** Aim **
Present every line of the records below as a Markdown table with two columns, "No." for the row number and "Text" for the line, and omit any blank lines.

** Given records **
_____

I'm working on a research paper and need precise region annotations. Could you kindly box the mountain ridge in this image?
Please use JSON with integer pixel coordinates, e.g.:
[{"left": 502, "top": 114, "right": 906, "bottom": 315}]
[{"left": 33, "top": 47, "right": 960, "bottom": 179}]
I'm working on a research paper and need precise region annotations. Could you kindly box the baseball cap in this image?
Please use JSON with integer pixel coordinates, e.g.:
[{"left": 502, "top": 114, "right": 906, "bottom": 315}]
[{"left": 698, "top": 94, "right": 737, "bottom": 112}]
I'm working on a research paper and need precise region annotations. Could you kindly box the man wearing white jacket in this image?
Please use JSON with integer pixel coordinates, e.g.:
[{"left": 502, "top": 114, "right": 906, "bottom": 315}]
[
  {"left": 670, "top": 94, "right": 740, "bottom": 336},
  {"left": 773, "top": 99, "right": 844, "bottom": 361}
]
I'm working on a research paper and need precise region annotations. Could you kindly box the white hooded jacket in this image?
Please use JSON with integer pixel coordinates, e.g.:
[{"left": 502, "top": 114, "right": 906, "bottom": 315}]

_____

** Written response **
| No. | Text |
|---|---|
| 1 | I'm working on a research paper and need precise region annotations. Could you kindly box the mountain ridge in this image? |
| 2 | Please use JSON with integer pixel coordinates, e.g.: |
| 3 | [{"left": 502, "top": 114, "right": 906, "bottom": 315}] |
| 4 | [{"left": 33, "top": 47, "right": 960, "bottom": 179}] |
| 5 | I'm working on a research paper and need precise region annotations. Could you kindly box the baseball cap in this image? |
| 6 | Please use JSON with integer pixel coordinates, e.g.: |
| 7 | [{"left": 502, "top": 114, "right": 906, "bottom": 315}] |
| 8 | [{"left": 698, "top": 94, "right": 737, "bottom": 112}] |
| 9 | I'm working on a research paper and need precise region annotations. Could you kindly box the man wearing white jacket in this image? |
| 10 | Please use JSON with integer pixel coordinates, e.g.: |
| 11 | [{"left": 502, "top": 114, "right": 906, "bottom": 315}] |
| 12 | [ |
| 13 |   {"left": 670, "top": 94, "right": 740, "bottom": 336}, |
| 14 |   {"left": 773, "top": 99, "right": 844, "bottom": 361} |
| 15 | ] |
| 16 | I'm working on a research paper and need precise region annotations. Could you kindly box the white hooded jacket in this image? |
| 17 | Please use JSON with integer pixel coordinates, e.g.: |
| 18 | [{"left": 502, "top": 114, "right": 906, "bottom": 315}] |